Exercise task: Report every line of the listing below that contains the word "cloud". Matching is case-sensitive.

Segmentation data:
:::

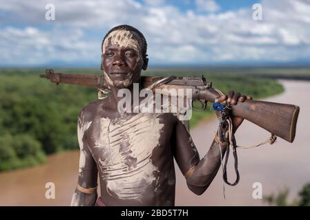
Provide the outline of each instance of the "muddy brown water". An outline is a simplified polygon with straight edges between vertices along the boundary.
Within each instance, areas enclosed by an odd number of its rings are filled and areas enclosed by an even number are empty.
[[[267,100],[291,103],[300,107],[297,134],[293,144],[278,138],[273,145],[238,150],[240,182],[225,186],[223,197],[222,170],[206,191],[200,196],[191,192],[175,164],[176,206],[264,206],[262,199],[253,199],[255,182],[262,184],[262,194],[269,195],[287,187],[289,200],[293,199],[304,184],[310,182],[310,82],[280,80],[285,92]],[[200,157],[209,149],[217,129],[216,120],[191,131]],[[267,139],[264,130],[244,122],[236,133],[239,145],[257,144]],[[79,151],[67,151],[49,156],[46,164],[0,173],[0,206],[68,206],[76,186]],[[231,166],[231,164],[230,164]],[[229,178],[234,177],[229,169]],[[55,185],[55,199],[45,197],[46,184]],[[186,199],[184,199],[186,198]]]

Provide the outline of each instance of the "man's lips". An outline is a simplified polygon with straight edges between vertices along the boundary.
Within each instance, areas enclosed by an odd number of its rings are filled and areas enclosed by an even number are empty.
[[[128,73],[123,69],[115,69],[111,71],[110,75],[113,78],[125,78],[128,76]]]
[[[124,69],[114,69],[111,71],[111,74],[127,74],[127,72]]]

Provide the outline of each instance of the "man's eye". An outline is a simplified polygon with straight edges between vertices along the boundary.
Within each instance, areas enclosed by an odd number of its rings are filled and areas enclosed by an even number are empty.
[[[133,57],[136,55],[137,54],[135,52],[126,52],[125,55],[128,56],[128,57]]]
[[[114,53],[113,52],[111,52],[111,51],[108,51],[108,52],[106,52],[106,55],[110,56],[113,56]]]

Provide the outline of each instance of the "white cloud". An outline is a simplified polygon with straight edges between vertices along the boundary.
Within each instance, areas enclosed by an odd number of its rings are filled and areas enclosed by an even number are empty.
[[[196,0],[197,8],[208,12],[218,11],[221,8],[214,0]]]
[[[55,5],[55,21],[45,20],[47,3]],[[0,65],[62,60],[99,66],[102,37],[122,23],[144,33],[151,63],[309,59],[310,1],[261,3],[263,21],[255,21],[251,7],[202,14],[164,1],[0,0]]]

:::

Output of the task:
Provide the outline of each instance of the "white cloud". An outline is a simplified polygon with straight edges between vertices along the boundary.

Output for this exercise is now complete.